GitHub - modelscope/3D-Speaker: A Repository for Single- and Multi-modal Speaker Verification, Speaker Recognition and Speaker Diarization

3D-Speaker is an open-source toolkit for single- and multi-modal speaker verification, speaker recognition, and speaker diarization. All pretrained models are accessible on ModelScope. Furthermore, we present a large-scale speech corpus also called 3D-Speaker to facilitate the research of speech representation disentanglement.

Quickstart

Install 3D-Speaker

git clone https://github.com/alibaba-damo-academy/3D-Speaker.git && cd 3D-Speaker
conda create -n 3D-Speaker python=3.8
conda activate 3D-Speaker
pip install -r requirements.txt

Running experiments

# Speaker verification: ERes2Net on 3D-Speaker dataset
cd egs/3dspeaker/sv-eres2net/
bash run.sh
# Speaker verification: ERes2NetV2 on 3D-Speaker dataset
cd egs/3dspeaker/sv-eres2netv2/
bash run.sh
# Speaker verification: CAM++ on 3D-Speaker dataset
cd egs/3dspeaker/sv-cam++/
bash run.sh
# Speaker verification: ECAPA-TDNN on 3D-Speaker dataset
cd egs/3dspeaker/sv-ecapa/
bash run.sh
# Self-supervised speaker verification: RDINO on 3D-Speaker dataset
cd egs/3dspeaker/sv-rdino/
bash run.sh
# Self-supervised speaker verification: SDPN on VoxCeleb dataset
cd egs/voxceleb/sv-sdpn/
bash run.sh
# Audio and multimodal Speaker diarization:
cd egs/3dspeaker/speaker-diarization/
bash run_audio.sh
bash run_video.sh
# Language identification
cd egs/3dspeaker/language-idenitfication
bash run.sh

Inference using pretrained models from Modelscope

All pretrained models are released on Modelscope.

# Install modelscope
pip install modelscope
# ERes2Net trained on 200k labeled speakers
model_id=iic/speech_eres2net_sv_zh-cn_16k-common
# ERes2NetV2 trained on 200k labeled speakers
model_id=iic/speech_eres2netv2_sv_zh-cn_16k-common
# CAM++ trained on 200k labeled speakers
model_id=iic/speech_campplus_sv_zh-cn_16k-common
# Run CAM++ or ERes2Net inference
python speakerlab/bin/infer_sv.py --model_id $model_id
# Run batch inference
python speakerlab/bin/infer_sv_batch.py --model_id $model_id --wavs $wav_list

# SDPN trained on VoxCeleb
model_id=iic/speech_sdpn_ecapa_tdnn_sv_en_voxceleb_16k
# Run SDPN inference
python speakerlab/bin/infer_sv_ssl.py --model_id $model_id

# Run RDINO inference
model_id=damo/speech_rdino_ecapa_tdnn_sv_en_voxceleb_16k
python speakerlab/bin/infer_sv_ssl.py --model_id $model_id --yaml egs/voxceleb/sv-rdino/conf/rdino.yaml

# Run diarization inference
python speakerlab/bin/infer_diarization.py --wav [wav_list OR wav_path] --out_dir $out_dir
# Enable overlap detection
python speakerlab/bin/infer_diarization.py --wav [wav_list OR wav_path] --out_dir $out_dir --include_overlap --hf_access_token $hf_access_token

Overview of Content

Supervised Speaker Verification
- CAM++, ERes2Net, ERes2NetV2, ECAPA-TDNN, ResNet and Res2Net training recipes on 3D-Speaker.

Material provided:
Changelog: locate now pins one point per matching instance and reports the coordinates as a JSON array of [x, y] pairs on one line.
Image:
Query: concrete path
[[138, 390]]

The request:
Continue the 3D-Speaker toolkit page from the point where it stops.

Output for this exercise:
- CAM++, ERes2Net, ERes2NetV2, ECAPA-TDNN, ResNet and Res2Net training recipes on VoxCeleb.
- CAM++, ERes2Net, ERes2NetV2, ECAPA-TDNN, ResNet and Res2Net training recipes on CN-Celeb.
Self-supervised Speaker Verification
- RDINO and SDPN training recipes on VoxCeleb
- RDINO training recipes on 3D-Speaker.
- RDINO training recipes on CN-Celeb.
Speaker Diarization
- Speaker diarization inference recipes which comprise multiple modules, including overlap detection[optional], voice activity detection, speech segmentation, speaker embedding extraction, and speaker clustering.
Language Identification
- Language identification training recipes on 3D-Speaker.
3D-Speaker Dataset
- Dataset introduction and download address: 3D-Speaker
- Related paper address: 3D-Speaker

What‘s new 🔥

[2024.12] Update diarization recipes and add results on multiple diarization benchmarks.
[2024.8] Releasing ERes2NetV2 and ERes2NetV2_w24s4ep4 pretrained models trained on 200k-speaker datasets.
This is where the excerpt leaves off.